# EXERCISE
Convert every line of the listing below into a JSON list of strings, one string per line, skipping blank lines. Leave the pictures out of your answer.

^^^^^^^^^^^^^^^^

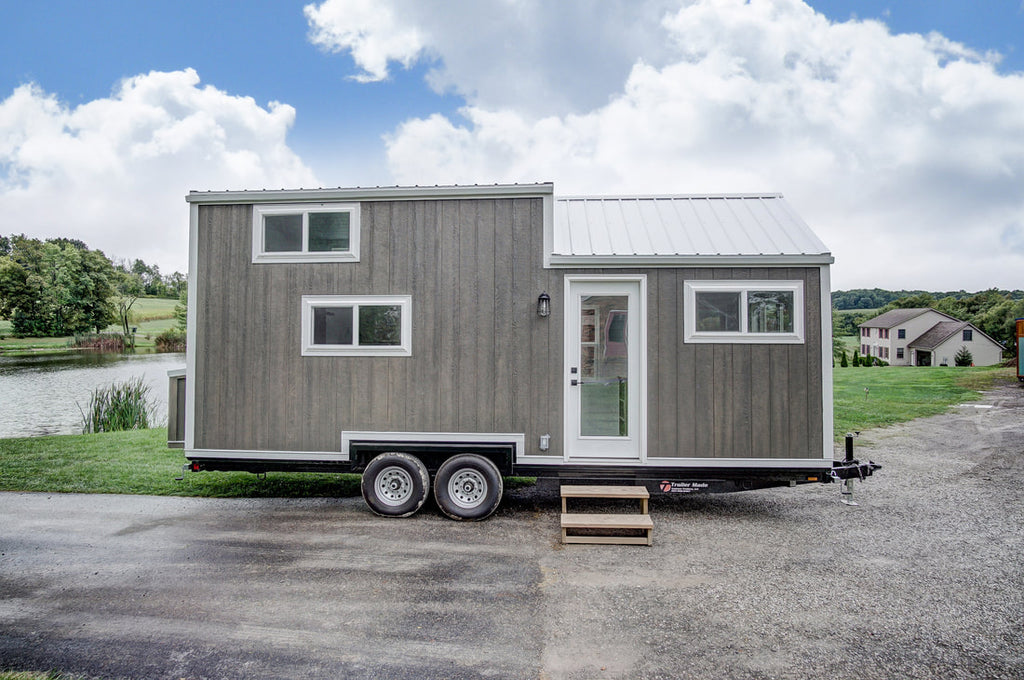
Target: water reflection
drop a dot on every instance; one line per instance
(39, 394)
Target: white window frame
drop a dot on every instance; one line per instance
(691, 288)
(260, 255)
(310, 302)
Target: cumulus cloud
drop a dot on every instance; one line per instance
(905, 152)
(530, 55)
(114, 172)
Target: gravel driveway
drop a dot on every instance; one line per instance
(924, 580)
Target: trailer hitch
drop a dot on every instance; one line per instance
(851, 468)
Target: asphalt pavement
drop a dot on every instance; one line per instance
(924, 580)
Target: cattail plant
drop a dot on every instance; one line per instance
(124, 406)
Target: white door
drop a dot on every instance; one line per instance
(605, 348)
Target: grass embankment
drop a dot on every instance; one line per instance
(879, 396)
(138, 462)
(151, 315)
(30, 675)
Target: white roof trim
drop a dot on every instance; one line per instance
(370, 194)
(721, 229)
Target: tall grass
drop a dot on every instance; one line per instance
(104, 342)
(124, 406)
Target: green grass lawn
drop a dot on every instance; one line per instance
(138, 462)
(877, 396)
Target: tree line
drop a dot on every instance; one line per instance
(59, 287)
(992, 311)
(872, 298)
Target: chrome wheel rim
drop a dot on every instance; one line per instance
(467, 489)
(393, 485)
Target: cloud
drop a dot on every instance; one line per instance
(114, 172)
(373, 32)
(904, 152)
(530, 55)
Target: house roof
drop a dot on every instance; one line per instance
(897, 316)
(942, 331)
(632, 230)
(936, 335)
(727, 228)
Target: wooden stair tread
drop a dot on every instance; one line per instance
(587, 520)
(582, 491)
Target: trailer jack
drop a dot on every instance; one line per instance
(849, 469)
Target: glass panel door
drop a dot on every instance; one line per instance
(604, 388)
(603, 366)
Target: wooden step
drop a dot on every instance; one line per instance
(604, 523)
(597, 491)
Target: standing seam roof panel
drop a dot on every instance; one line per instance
(683, 226)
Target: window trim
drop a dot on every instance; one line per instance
(691, 288)
(261, 256)
(310, 302)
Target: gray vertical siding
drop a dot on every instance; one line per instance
(482, 360)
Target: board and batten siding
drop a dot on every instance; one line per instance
(481, 358)
(732, 400)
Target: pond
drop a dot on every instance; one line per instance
(40, 394)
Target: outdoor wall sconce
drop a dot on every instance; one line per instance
(544, 305)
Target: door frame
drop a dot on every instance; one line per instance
(636, 452)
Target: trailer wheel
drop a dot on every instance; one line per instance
(395, 484)
(468, 486)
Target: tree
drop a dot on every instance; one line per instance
(54, 288)
(964, 356)
(129, 289)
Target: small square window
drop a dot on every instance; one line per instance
(718, 311)
(321, 232)
(329, 232)
(283, 234)
(743, 311)
(356, 326)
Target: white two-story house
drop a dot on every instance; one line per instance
(925, 337)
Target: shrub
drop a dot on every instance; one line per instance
(964, 356)
(120, 407)
(171, 340)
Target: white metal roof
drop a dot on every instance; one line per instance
(371, 194)
(726, 228)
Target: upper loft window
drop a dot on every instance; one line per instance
(316, 232)
(743, 311)
(356, 326)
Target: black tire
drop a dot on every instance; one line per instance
(395, 484)
(468, 487)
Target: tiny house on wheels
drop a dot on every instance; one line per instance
(439, 338)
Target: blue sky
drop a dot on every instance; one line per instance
(880, 141)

^^^^^^^^^^^^^^^^

# SOLUTION FOR THIS EXERCISE
[
  "Target: water reflection",
  "drop a dot on every instance; one line per instance",
  "(39, 394)",
  "Target: white window frame",
  "drop a dot on every instance; one line per instance",
  "(691, 288)",
  "(260, 255)",
  "(310, 302)",
  "Target: cumulus cloud",
  "drop a dot on every instance; one line per instance",
  "(905, 152)",
  "(530, 55)",
  "(114, 172)",
  "Target: gravel driveway",
  "drop a dot on every instance; one line per instance",
  "(924, 580)",
  "Target: trailer hitch",
  "drop a dot on every instance; one line per instance",
  "(851, 468)",
  "Target: asphalt pavement",
  "drop a dot on every instance; one line per instance",
  "(924, 580)",
  "Target: cattail plant",
  "drop a dot on every instance; one line per instance",
  "(124, 406)",
  "Target: white door",
  "drop a dot on every instance; one line per instance",
  "(605, 348)",
  "Target: grass embankment",
  "drop a dot on every instance; one line per instance",
  "(879, 396)",
  "(138, 462)",
  "(151, 315)",
  "(30, 675)",
  "Target: white roof trim",
  "drop a dot on every instance; one line per instance",
  "(370, 194)",
  "(721, 229)",
  "Target: tall grass",
  "drop a dot on every instance; one line per instance",
  "(104, 342)",
  "(124, 406)",
  "Target: green grass lawn",
  "drop a dot on every instance; one line per instance",
  "(138, 462)",
  "(877, 396)",
  "Target: tree line",
  "drop a dot on every instance; one line per instance",
  "(59, 287)",
  "(992, 311)",
  "(872, 298)",
  "Target: chrome wheel rim",
  "drop a dot on every instance; one line per instance",
  "(467, 489)",
  "(393, 485)",
  "Target: cloud",
  "drop a dot on every instance; one line per instance",
  "(114, 172)",
  "(373, 32)",
  "(904, 152)",
  "(530, 55)",
  "Target: house roof",
  "drop a dot on every instance; one line per instance",
  "(897, 316)",
  "(942, 331)",
  "(632, 230)",
  "(936, 335)",
  "(727, 228)",
  "Target: wooden stair tread",
  "drop a dot on every instance; one line per instance",
  "(587, 520)",
  "(582, 491)",
  "Target: trailer jack",
  "drop a dot on every instance; one line per instance",
  "(849, 469)",
  "Target: glass panel door",
  "drop a dot on every instance; one line per instance",
  "(604, 388)",
  "(603, 366)",
  "Target: wooden step",
  "drop a dot on every instance; one line per instance",
  "(604, 523)",
  "(597, 491)",
  "Target: standing seam roof panel",
  "drop a dot on every instance; one line per instance",
  "(683, 226)",
  "Target: window trim",
  "drop a dot on every instance; one line per instance",
  "(691, 288)",
  "(261, 256)",
  "(310, 302)",
  "Target: gray vertical siding",
  "drop a dot on every instance; one line per instance",
  "(482, 360)",
  "Target: board and batten siding",
  "drop a dot on every instance; one line per instance",
  "(481, 358)",
  "(732, 400)",
  "Target: pond",
  "drop a dot on every instance; one line per instance",
  "(40, 394)",
  "Target: outdoor wall sconce",
  "drop a dot on every instance; one line per instance",
  "(544, 305)",
  "Target: door frame",
  "drop a dot on every instance; one line per instance",
  "(636, 452)",
  "Target: trailer wheel",
  "drop a dot on every instance; one line per instance",
  "(395, 484)",
  "(468, 486)",
  "Target: tree",
  "drop a dot on every instance; one line per instance",
  "(54, 288)",
  "(964, 356)",
  "(129, 289)",
  "Target: small square window",
  "drop a dot on every instance; one line per instance",
  "(718, 311)",
  "(321, 232)",
  "(329, 232)",
  "(283, 234)",
  "(743, 311)",
  "(356, 326)",
  "Target: white two-story house",
  "drop a dot on every instance; one line per instance",
  "(925, 337)",
  "Target: shrub",
  "drop a dot on every instance; one line per instance",
  "(964, 356)",
  "(120, 407)",
  "(171, 340)",
  "Target: white metal roof",
  "drop a dot on every instance; one line per instance",
  "(371, 194)",
  "(726, 228)",
  "Target: upper loft window",
  "drop a dot on every instance; one line per instance",
  "(316, 232)",
  "(743, 311)",
  "(356, 326)",
  "Target: black tire",
  "drop a dot on every instance; one line per instance",
  "(395, 484)",
  "(468, 487)",
  "Target: tiny house on wheels",
  "drop a dot on every instance; one line per instance",
  "(439, 338)",
  "Target: blue sky",
  "drop a dot on every instance; one line per instance",
  "(880, 141)"
]